● **GIVEN TASK 1**: Return the dataset excerpt rows word for word, from the start of the rows through the line holding "Then put one point on each instance of the molar", inclusive. Leave the pictures out of your answer.

BEGIN SUPPLIED TEXT

I Spent Weeks Researching NAS Devices. Then I Just Installed TrueNAS.
70 messages, $3,000 in my cart, and weeks of comparing QNAP vs Synology. Then I remembered I was already building a server.
QNAP or Synology?
That was the question. I wanted to run VMs, Docker containers, Plex, automated torrents, and backups. I needed something reliable, expandable, and powerful enough to handle real workloads.
Simple question. Should've been a simple answer.
It wasn't.
The Rabbit Hole
Seventy messages later, I had a $3,000 shopping cart and a spreadsheet comparing CPU architectures.
The winner was the QNAP TS-473A: AMD Ryzen Embedded V1500B, 4 cores, 8 threads, up to 64GB ECC RAM, dual PCIe slots, dual M.2 NVMe slots. It could run VMs. It could run Docker. It had expansion room.

END SUPPLIED TEXT
BEGIN DATA FOR THE TASK

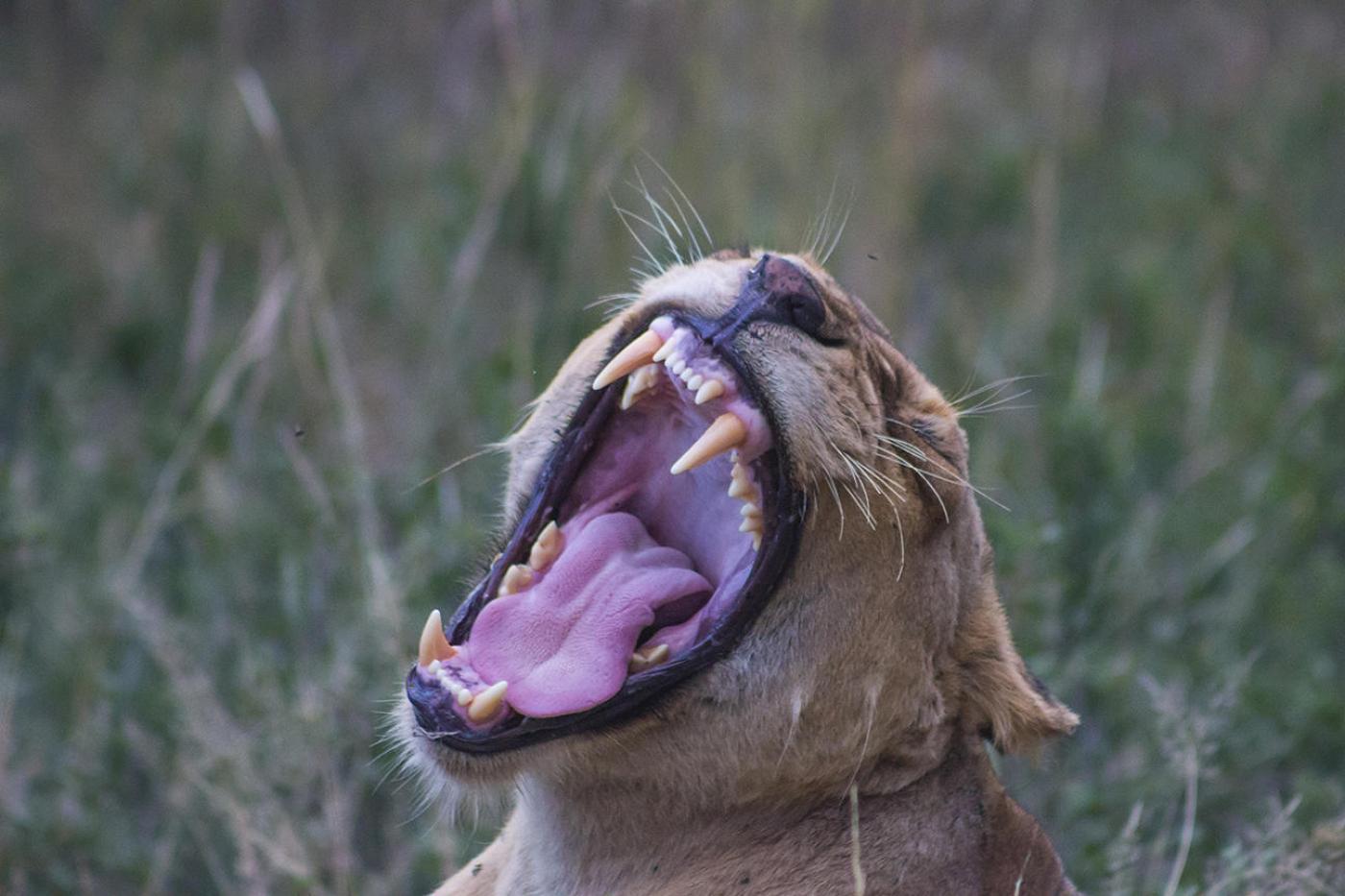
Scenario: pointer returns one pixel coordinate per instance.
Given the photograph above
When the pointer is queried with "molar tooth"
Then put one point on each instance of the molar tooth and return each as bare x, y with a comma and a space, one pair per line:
646, 657
632, 393
725, 432
636, 354
486, 702
547, 547
433, 643
515, 580
709, 390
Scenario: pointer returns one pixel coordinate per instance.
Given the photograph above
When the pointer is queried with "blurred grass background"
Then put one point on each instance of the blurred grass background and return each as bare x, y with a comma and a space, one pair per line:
266, 267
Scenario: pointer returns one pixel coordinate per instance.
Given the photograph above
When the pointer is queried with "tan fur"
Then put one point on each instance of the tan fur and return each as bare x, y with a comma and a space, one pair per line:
880, 664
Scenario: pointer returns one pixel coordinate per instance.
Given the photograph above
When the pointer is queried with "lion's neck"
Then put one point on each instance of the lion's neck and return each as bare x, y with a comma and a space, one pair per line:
574, 838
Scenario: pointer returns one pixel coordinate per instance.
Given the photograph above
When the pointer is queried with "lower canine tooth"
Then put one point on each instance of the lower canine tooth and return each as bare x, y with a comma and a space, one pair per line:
638, 352
433, 643
725, 432
515, 580
710, 390
486, 702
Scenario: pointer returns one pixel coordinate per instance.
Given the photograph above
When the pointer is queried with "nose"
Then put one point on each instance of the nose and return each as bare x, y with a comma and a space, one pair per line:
779, 291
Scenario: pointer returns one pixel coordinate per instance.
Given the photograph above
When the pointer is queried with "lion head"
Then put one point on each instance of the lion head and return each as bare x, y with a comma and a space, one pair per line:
742, 559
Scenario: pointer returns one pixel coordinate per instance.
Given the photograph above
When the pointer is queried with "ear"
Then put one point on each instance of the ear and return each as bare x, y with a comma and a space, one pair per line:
1002, 700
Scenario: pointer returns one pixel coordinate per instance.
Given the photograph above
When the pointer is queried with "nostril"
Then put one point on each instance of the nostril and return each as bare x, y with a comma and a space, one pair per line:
804, 311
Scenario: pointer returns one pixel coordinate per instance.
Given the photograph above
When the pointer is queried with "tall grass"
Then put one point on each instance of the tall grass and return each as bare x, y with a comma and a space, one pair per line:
265, 269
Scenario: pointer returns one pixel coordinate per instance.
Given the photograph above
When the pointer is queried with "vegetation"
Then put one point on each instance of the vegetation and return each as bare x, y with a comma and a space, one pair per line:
268, 269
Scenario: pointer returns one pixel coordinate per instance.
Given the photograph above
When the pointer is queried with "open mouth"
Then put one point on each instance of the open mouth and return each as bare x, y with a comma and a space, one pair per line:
658, 527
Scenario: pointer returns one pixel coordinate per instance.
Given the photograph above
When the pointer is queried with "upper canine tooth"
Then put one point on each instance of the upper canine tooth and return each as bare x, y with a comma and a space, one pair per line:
725, 432
515, 580
709, 390
433, 643
666, 349
486, 702
639, 351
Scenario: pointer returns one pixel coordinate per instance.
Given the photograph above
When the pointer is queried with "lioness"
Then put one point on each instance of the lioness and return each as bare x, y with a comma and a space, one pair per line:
743, 635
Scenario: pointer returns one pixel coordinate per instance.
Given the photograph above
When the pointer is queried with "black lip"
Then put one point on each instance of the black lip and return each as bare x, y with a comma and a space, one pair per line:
784, 507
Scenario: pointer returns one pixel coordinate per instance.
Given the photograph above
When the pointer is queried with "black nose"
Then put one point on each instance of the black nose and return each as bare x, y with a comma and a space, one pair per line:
777, 291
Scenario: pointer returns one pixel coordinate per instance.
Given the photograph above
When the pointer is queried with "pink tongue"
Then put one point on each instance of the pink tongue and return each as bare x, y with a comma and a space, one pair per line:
564, 643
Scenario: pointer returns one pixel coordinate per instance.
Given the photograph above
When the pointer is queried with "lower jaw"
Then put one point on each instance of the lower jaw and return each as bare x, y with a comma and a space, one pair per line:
692, 644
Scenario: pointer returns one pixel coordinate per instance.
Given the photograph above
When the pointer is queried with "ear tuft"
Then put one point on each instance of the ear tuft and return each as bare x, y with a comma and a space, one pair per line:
1004, 700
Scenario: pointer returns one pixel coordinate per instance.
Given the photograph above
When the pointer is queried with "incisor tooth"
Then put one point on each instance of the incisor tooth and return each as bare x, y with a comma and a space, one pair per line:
723, 433
709, 390
515, 580
486, 702
641, 351
433, 643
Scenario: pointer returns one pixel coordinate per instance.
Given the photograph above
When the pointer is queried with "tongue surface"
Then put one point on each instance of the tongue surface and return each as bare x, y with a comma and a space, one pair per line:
564, 643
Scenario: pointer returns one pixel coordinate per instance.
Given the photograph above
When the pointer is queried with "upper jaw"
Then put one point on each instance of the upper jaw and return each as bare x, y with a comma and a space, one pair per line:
780, 519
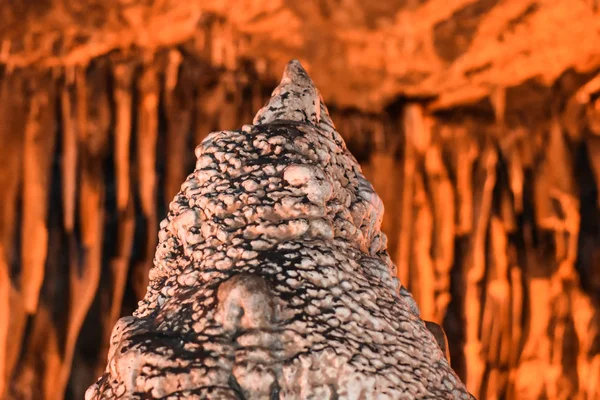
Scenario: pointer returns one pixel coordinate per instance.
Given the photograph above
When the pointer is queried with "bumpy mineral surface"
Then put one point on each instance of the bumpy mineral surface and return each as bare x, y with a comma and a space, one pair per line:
271, 279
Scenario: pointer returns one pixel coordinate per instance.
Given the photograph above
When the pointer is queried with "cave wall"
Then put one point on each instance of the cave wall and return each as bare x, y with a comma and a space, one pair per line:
482, 142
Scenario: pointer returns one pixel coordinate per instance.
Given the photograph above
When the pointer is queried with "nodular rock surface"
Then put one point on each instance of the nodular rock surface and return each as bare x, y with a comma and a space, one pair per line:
271, 279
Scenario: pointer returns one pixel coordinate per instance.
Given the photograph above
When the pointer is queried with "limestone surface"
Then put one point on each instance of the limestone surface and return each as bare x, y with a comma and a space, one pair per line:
271, 279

END DATA FOR THE TASK

● **GIVEN TASK 2**:
Answer these questions from the NAS article:
(a) Which two NAS brands was the author comparing?
(b) What was the total in the author's shopping cart?
(c) What processor does the QNAP TS-473A use?

● **CORRECT RESULT 1**:
Scenario: pointer returns one pixel coordinate per instance.
Given the photograph above
When the pointer is queried with "molar tooth"
Then put one point on each instance of the molar tooth and return each as bare x, y with a comma and a space, one pair per line:

● **CORRECT RESULT 2**:
(a) QNAP and Synology
(b) $3,000
(c) AMD Ryzen Embedded V1500B